On repensera alors au fait que ce n'est pas l'appel à l'aventure qui pousse les rebelles à quitter leur planète glacée, mais bien l'Empire lui-même, ce dernier se lançant ainsi dans une phase d'apprivoisement par nos héros. Ainsi, le Mal est présenté comme nécessaire au bon fonctionnement de l'individu, le poussant à se défaire de ses liens paralysants, lui donnant ainsi les moyens de l'apprivoiser. Luke se donne donc les moyens d'apprivoiser son père en lui sacrifiant sa main, réitérant l'exploit de Týr, dieu nordique qui sacrifiait sa main au loup Fenrir dans le même but.
Pour se sauver après cette première étape, on a droit au même lâcher prise que dans l'épisode IV (bien qu'ici plus littéralement, Luke lâchant prise pour se laisser tomber), image universelle d'abandon de la volonté de contrôle, machine de destruction émotionnelle pour celui qui poursuit ce but, et parmi ceux là bien évidemment, l'Empire et ses deux têtes pensantes, Dark Sidious et Dark Vador.
Le film se termine sur une promesse : celle de s'affronter soi-même, seul combat permettant de dépasser les blessures qui nous éloignent de notre humanité.

+++

### PROBLÈMES À RÉSOUDRE:
a) Dans l'analyse du film, à quel dieu nordique Luke est-il comparé lorsqu'il sacrifie sa main ?
b) Prolongez l'analyse du film sur Luke et l'Empire en reprenant après sa dernière phrase.

### LISTE DES ENREGISTREMENTS:

+++

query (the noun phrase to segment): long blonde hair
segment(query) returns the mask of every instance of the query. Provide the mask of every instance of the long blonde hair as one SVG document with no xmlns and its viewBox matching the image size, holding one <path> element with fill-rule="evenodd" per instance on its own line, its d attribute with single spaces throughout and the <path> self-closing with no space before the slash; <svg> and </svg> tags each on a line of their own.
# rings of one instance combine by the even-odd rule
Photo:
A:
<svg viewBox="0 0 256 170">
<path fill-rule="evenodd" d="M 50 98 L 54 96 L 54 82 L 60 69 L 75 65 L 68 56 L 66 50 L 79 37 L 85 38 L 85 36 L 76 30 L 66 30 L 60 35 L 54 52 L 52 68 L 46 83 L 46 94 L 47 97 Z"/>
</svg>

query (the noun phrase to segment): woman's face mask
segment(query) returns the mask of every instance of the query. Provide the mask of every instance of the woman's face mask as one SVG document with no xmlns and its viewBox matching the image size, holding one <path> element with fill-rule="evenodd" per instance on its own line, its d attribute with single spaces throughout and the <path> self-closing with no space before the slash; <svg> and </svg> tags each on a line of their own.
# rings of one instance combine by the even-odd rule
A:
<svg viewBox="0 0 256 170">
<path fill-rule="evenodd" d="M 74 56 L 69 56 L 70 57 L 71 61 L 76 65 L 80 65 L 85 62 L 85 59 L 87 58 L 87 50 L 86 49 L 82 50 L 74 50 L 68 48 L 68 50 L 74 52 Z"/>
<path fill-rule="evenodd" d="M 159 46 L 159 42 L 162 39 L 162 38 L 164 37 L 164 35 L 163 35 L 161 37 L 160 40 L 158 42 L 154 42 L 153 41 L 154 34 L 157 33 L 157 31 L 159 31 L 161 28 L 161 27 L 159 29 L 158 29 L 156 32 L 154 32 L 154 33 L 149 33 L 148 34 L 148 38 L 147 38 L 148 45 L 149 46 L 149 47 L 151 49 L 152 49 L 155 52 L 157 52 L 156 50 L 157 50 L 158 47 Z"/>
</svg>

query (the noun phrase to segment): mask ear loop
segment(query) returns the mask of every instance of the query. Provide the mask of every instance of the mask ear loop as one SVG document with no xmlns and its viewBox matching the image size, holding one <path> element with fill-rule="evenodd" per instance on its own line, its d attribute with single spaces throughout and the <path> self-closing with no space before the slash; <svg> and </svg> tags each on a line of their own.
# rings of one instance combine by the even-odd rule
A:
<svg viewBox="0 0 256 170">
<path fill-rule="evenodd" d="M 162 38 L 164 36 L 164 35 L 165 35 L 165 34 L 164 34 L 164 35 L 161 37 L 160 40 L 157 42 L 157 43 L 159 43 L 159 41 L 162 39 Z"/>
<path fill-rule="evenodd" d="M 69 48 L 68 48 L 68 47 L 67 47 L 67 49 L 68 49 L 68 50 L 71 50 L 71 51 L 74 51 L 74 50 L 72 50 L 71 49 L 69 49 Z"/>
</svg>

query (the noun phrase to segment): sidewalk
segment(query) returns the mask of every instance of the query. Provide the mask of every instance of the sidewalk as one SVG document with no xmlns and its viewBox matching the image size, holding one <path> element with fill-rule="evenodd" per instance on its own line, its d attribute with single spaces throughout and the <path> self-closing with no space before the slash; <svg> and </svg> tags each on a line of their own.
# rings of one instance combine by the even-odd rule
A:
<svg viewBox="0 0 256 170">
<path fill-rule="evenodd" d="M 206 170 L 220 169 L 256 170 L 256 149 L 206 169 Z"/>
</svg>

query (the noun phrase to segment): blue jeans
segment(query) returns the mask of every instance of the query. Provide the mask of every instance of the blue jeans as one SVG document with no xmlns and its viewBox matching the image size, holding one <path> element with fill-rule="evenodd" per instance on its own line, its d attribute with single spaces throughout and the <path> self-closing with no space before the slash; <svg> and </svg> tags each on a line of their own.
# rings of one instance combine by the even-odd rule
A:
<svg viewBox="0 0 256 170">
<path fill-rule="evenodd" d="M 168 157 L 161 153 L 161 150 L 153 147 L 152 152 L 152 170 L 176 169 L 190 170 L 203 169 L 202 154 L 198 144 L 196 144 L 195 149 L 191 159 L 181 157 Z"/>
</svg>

+++

### RÉSULTATS OBTENUS:
a) À Týr, qui sacrifiait sa main au loup Fenrir.

b)
Mythes de cinéma autant que cinéma de mythe, films cultes par excellence, La Guerre des Étoiles et L'Empire Contre-Attaque continuent aujourd'hui de fasciner par leur universalité et leur intemporalité, de s'imposer comme une pierre inamovible dans l'histoire du cinéma (en atteste le traitement, disons respectueux pour être dans l'euphémisme, qui leur est donné dans l'épisode VII). On regrettera la direction qui a été donné à la trilogie avec l'épisode VI (en gros, Luke devient Jedi sans payer les conséquences de son erreur capitale du V, pour continuer tranquillement vers un film d'aventure sans grande mythologie développée, et finir tout de même sur la fin adaptée au mythe des Skywalker). Mais restera pour toujours les deux premiers films, ces 2001 : L'Odyssée de l'Espace sans sa philosophie mais avec toute sa force de résonance, ces westerns dans l'espace sans le concret de la fondation de la nation américaine mais avec une fable tout aussi fondamentale, ces puits à interprétations sans fins mais avec du fond. Deux films à la croisée de tous les chemins. Essentiels, élémentaires, universels.


"– Qu'y a-t-il là dedans ?
– Ce que tu y apporteras."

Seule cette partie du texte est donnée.